Manuela Ribeiro acompanhou tudo. Estavam juntos há dois meses quando começaram os sintomas. “Tínhamos meio ano de relação quando a esclerose múltipla foi detectada. Na altura nem sabia o que era a doença, mas fiquei sempre do lado dele”, recorda a esposa. “Ele entrou em depressão, não aceitava a doença e lidava mal com isso. Tinha muita revolta, chorava muito. O que ele mais amava era a profissão dele e ter de deixar de trabalhar foi muito doloroso. Quando havia incêndios ele chorava em frente à televisão por não conseguir estar lá com os colegas”, descreve a lousadense.
Pelo caminho, para concretizar o sonho de ter filhos e dar-lhe alegria e razão de viver nasceram a Matilde, hoje com nove anos, e o Gabriel, com seis anos.
“Esta casa mudou muito a minha vida”
Até há pouco tempo, Hugo e a família viviam em casa dos sogros. Mas há medida que foi perdendo mobilidade e capacidades, a habitação tornou-se desadequada para as suas necessidades. “Fui perdendo o equilíbrio e já só me desloco de cadeira de rodas”, explica Hugo Magalhães. “Lá para chegar ao rés-do-chão tinha nove degraus e para ir aos quartos e casa de banho 15 degraus. Precisava de ajuda para tudo. Cheguei a cair várias vezes”, uma delas dentro da banheira e fracturou duas costelas, dá como exemplo.
E foi aí que surgiu uma ajuda inesperada. Em 2018, a Polícia Municipal de Gondomar, que já tinha apoiado outras causas, decidiu que o valor angariado com o evento Trail das Fardas reverteria para construir ao antigo bombeiro uma casa adaptada num terreno cedido pelos sogros.
“Ele tinha este terreno, vivia num segundo andar e ficava o dia inteiro em casa porque não conseguia descer e andar na rua”, lembra António Carvalho, Polícia Municipal em Gondomar. “Limitamos as inscrições a mil pessoas, cerca de 70% eram forças de segurança, protecção civil ou socorro, e angariaram-se quase 58 mil euros”, adianta. Depois, foram conseguindo outras ajudas que duplicaram o apoio. A casa modular teve desconto, os vidreiros e serralheiros apoiaram e houve quem oferecesse a cozinha. Já os polícias municipais vieram sempre ajudar. “Quando era precisa mão-de-obra ou vinha eu ou outros polícias municipais. Ele agora já consegue sair de casa, ir à rua, apanhar sol, dentro das limitações dele. Um lar adaptado à condição dele traz-lhe outra qualidade de vida”, acredita António Carvalho.
Hugo Magalhães confirma: “Esta casa mudou muito a minha vida”. “Se quero ir lá fora vou, na cadeira, as portas são todas adaptadas, o quarto e a casa de banho também. Está tudo adaptado às minhas condições e estou muito feliz. Continuo a precisar de ajudas, mas consigo fazer uma vida mais autónoma”, garante o antigo bombeiro. Actualmente, já a viver na habitação, Hugo até consegue pegar na cadeira adaptada e ir ao café conviver para não estar sempre sozinho. “Na outra casa só podia sair se a minha mulher estivesse e, pelo trabalho que dava, às vezes nem queria sair de casa”, admite.

Entradas do conjunto de dados
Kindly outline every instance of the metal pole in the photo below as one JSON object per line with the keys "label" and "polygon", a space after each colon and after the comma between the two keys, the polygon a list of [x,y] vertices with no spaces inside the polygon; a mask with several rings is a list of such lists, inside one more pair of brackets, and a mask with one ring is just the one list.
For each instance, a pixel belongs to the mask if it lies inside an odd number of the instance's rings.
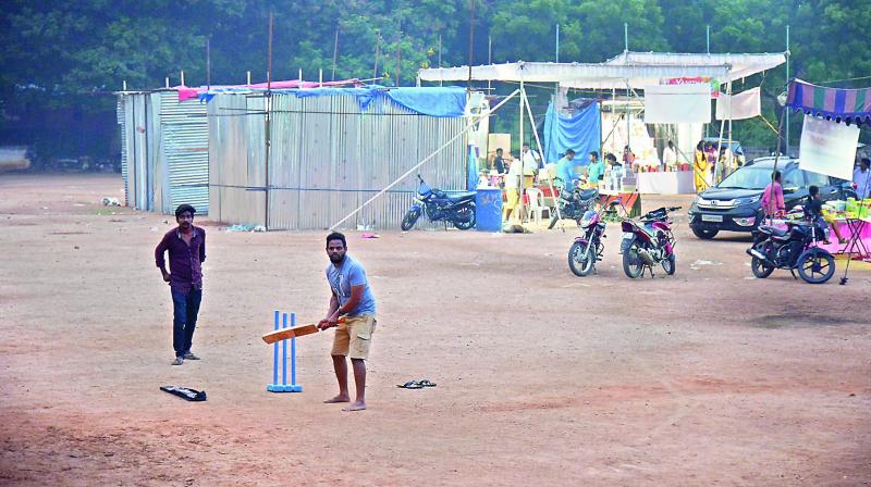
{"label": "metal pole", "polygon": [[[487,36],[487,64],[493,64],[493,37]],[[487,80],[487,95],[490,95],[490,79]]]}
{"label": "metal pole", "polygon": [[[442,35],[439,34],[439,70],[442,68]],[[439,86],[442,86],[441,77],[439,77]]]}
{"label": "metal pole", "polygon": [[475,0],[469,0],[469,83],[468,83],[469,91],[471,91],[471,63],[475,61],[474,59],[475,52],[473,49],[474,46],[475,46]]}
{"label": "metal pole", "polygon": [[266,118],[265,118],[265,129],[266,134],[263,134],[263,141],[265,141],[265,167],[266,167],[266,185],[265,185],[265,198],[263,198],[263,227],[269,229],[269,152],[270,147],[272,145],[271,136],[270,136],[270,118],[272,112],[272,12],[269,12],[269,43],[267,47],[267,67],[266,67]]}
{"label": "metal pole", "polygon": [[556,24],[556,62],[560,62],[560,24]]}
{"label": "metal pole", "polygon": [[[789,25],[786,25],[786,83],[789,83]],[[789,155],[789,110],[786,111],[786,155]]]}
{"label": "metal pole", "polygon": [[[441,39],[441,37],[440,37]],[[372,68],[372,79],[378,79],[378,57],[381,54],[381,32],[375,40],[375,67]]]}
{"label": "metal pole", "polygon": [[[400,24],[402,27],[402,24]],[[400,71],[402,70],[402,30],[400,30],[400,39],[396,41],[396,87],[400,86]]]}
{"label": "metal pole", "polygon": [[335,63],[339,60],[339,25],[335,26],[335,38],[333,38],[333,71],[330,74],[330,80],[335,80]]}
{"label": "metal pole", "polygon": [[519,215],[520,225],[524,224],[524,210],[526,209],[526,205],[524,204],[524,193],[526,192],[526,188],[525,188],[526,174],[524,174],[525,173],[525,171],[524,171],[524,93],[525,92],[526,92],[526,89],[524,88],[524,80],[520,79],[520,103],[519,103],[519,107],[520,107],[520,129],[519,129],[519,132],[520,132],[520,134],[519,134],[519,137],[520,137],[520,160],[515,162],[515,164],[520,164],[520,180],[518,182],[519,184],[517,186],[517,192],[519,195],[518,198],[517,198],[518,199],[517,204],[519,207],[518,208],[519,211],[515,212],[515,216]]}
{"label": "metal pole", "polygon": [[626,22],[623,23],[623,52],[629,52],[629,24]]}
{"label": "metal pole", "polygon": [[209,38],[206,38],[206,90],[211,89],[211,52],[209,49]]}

...

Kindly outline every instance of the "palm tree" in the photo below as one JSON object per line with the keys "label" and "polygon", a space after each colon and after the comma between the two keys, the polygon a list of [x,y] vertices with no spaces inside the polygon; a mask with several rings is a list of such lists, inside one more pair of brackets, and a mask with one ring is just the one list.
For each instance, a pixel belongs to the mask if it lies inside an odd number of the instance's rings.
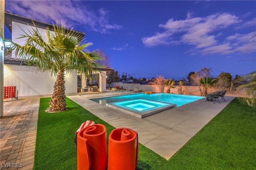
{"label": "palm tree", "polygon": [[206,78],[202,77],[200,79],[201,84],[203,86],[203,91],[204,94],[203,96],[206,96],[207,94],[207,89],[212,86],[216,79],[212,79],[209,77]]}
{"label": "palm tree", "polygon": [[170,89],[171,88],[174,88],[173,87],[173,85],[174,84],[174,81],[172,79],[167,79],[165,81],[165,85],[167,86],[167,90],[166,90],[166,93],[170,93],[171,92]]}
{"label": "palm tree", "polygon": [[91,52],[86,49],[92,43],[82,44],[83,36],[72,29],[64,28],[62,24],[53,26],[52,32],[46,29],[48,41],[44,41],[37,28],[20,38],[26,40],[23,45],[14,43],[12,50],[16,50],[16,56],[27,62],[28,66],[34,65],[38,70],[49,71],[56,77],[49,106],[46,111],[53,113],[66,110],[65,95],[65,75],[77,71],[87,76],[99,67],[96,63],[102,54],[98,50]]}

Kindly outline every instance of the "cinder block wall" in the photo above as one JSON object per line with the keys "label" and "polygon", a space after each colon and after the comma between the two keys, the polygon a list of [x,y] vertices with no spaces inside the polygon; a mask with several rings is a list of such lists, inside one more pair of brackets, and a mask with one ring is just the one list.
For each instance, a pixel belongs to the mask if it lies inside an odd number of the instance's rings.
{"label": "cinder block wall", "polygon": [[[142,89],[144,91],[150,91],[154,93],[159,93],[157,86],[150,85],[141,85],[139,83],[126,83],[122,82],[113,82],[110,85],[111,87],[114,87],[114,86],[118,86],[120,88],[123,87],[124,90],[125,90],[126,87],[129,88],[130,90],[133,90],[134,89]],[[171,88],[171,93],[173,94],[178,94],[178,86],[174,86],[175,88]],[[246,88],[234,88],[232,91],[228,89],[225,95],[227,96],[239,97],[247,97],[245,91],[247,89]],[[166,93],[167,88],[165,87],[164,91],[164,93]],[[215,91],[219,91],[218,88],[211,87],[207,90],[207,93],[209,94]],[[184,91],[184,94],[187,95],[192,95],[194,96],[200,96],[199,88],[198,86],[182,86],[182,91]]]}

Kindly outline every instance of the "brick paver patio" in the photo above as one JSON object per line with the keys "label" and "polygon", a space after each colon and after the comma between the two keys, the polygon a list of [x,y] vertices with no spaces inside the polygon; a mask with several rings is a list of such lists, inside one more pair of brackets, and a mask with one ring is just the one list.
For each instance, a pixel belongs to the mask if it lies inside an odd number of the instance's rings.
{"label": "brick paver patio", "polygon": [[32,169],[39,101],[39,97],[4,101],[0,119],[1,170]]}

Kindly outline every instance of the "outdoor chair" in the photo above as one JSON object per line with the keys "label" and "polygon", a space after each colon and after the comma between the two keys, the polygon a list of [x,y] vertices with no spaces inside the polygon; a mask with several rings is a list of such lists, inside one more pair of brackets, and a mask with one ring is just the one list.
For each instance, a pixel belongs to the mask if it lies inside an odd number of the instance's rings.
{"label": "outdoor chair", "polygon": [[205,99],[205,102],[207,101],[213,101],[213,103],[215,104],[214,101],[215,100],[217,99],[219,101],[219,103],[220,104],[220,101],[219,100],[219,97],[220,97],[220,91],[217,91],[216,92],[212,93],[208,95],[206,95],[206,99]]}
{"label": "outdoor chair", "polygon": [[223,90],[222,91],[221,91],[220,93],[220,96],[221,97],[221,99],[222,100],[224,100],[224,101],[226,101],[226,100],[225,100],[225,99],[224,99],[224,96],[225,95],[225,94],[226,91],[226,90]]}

Tarefa A: Repita o trecho do excerto entre "Pelo caminho, para" e "com seis anos.", inclusive.
Tarefa B: Segundo o excerto, quanto dinheiro se angariou com o evento Trail das Fardas?
Tarefa C: Porque é que, segundo o excerto, a casa dos sogros deixou de servir a Hugo Magalhães? Responda em uma a três frases.
O material não serve para nada disto.

Resposta A:
Pelo caminho, para concretizar o sonho de ter filhos e dar-lhe alegria e razão de viver nasceram a Matilde, hoje com nove anos, e o Gabriel, com seis anos.

Resposta B: Quase 58 mil euros.

Resposta C: Hugo foi perdendo mobilidade e capacidades e passou a deslocar-se só de cadeira de rodas. A casa tinha nove degraus até ao rés-do-chão e 15 até aos quartos e à casa de banho. Por isso, ele precisava de ajuda para tudo e chegou a cair várias vezes.